[Dataset records]
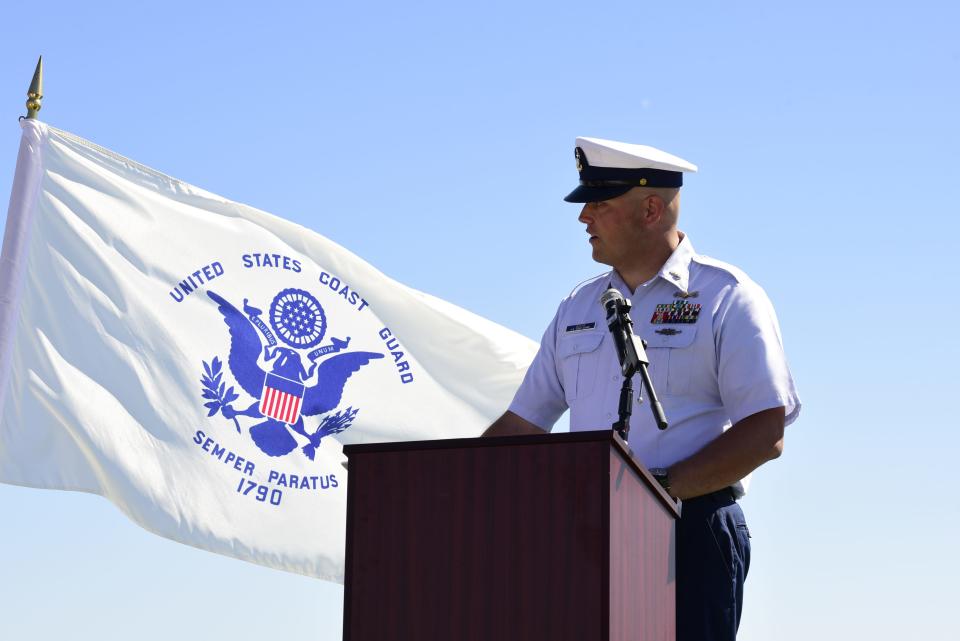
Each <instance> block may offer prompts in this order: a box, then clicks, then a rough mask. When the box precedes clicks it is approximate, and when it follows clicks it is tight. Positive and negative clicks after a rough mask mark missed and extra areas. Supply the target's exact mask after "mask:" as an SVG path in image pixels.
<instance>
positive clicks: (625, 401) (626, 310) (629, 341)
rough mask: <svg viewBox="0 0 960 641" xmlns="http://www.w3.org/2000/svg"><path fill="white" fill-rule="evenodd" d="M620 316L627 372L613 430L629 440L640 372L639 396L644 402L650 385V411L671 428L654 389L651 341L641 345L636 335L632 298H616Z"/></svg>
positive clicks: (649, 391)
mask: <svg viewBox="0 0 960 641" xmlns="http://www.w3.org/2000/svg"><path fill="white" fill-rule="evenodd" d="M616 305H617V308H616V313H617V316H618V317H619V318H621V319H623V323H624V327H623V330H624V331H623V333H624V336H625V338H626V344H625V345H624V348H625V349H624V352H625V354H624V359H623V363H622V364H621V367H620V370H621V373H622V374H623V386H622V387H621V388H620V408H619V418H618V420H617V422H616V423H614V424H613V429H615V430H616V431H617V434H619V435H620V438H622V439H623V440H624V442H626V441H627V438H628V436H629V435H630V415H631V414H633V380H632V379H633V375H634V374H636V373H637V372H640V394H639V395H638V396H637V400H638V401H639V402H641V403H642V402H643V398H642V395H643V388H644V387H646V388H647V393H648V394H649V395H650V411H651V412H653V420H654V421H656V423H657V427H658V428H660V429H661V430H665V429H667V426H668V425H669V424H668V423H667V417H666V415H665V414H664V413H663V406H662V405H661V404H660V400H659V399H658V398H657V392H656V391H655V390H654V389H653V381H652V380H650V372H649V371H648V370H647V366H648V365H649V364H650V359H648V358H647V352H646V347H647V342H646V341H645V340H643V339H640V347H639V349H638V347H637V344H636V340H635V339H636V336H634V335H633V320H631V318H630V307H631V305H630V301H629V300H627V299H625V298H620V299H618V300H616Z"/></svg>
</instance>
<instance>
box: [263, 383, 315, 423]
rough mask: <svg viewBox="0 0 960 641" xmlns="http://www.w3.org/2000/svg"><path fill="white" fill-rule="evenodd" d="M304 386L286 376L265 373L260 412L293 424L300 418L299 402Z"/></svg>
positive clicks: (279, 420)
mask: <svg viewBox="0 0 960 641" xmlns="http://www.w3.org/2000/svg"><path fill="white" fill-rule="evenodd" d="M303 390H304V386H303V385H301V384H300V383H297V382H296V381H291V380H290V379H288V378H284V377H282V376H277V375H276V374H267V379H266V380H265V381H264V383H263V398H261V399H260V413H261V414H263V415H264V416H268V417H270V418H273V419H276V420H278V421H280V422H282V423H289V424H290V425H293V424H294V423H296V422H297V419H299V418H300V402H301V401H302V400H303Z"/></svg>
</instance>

Problem description: Could you repeat the records above word for word, leaving out the pictures?

Response to this task:
Each <instance> block may offer prompts in this order: a box, then clicks, then a rough mask. When the box precedes clicks it is approximate, and when it follows clicks it is tight. Positive and negative clicks after a rough mask mark missed and extra areas. Supply the target's exact mask after "mask:" as an SVG path in image pixels.
<instance>
positive clicks: (625, 401) (626, 310) (629, 341)
rough mask: <svg viewBox="0 0 960 641" xmlns="http://www.w3.org/2000/svg"><path fill="white" fill-rule="evenodd" d="M620 316L627 372L613 430L629 440L640 372L639 396L644 402L650 385V411L671 428L654 389L651 341L641 345L636 335L632 298H616Z"/></svg>
positive clicks: (649, 391)
mask: <svg viewBox="0 0 960 641" xmlns="http://www.w3.org/2000/svg"><path fill="white" fill-rule="evenodd" d="M616 305H617V308H616V313H617V316H618V317H619V318H621V319H623V323H624V327H623V330H624V331H623V333H624V336H625V338H626V344H625V345H624V348H625V349H624V352H625V354H624V359H623V363H622V364H621V367H620V370H621V373H622V374H623V386H622V387H621V388H620V408H619V418H618V420H617V422H616V423H614V424H613V429H615V430H616V431H617V434H619V435H620V438H622V439H623V440H624V442H626V441H627V438H628V436H629V435H630V415H631V414H633V380H632V379H633V375H634V374H636V373H637V372H640V394H639V395H638V396H637V400H638V401H639V402H641V403H642V402H643V398H642V395H643V388H644V387H646V388H647V393H648V394H649V395H650V411H651V412H653V420H654V421H656V423H657V427H658V428H660V429H661V430H665V429H667V426H668V425H669V424H668V423H667V417H666V415H665V414H664V413H663V406H662V405H661V404H660V400H659V399H658V398H657V392H656V391H655V390H654V389H653V381H652V380H650V372H649V371H648V370H647V366H648V365H649V364H650V359H648V358H647V352H646V347H647V342H646V341H645V340H643V339H640V347H639V349H638V347H637V344H636V340H635V339H636V336H634V335H633V320H631V318H630V307H631V305H630V301H629V300H627V299H625V298H620V299H618V300H616Z"/></svg>
</instance>
<instance>
box: [263, 383, 315, 423]
rough mask: <svg viewBox="0 0 960 641" xmlns="http://www.w3.org/2000/svg"><path fill="white" fill-rule="evenodd" d="M304 386L286 376L265 373L260 412L293 424L300 418L299 402Z"/></svg>
positive clicks: (279, 420)
mask: <svg viewBox="0 0 960 641" xmlns="http://www.w3.org/2000/svg"><path fill="white" fill-rule="evenodd" d="M303 390H304V386H303V385H301V384H300V383H297V382H296V381H291V380H290V379H288V378H284V377H282V376H277V375H276V374H267V379H266V380H265V381H264V383H263V398H261V399H260V413H261V414H263V415H264V416H268V417H270V418H273V419H276V420H278V421H280V422H282V423H289V424H290V425H293V424H294V423H296V422H297V419H299V418H300V402H301V401H302V400H303Z"/></svg>
</instance>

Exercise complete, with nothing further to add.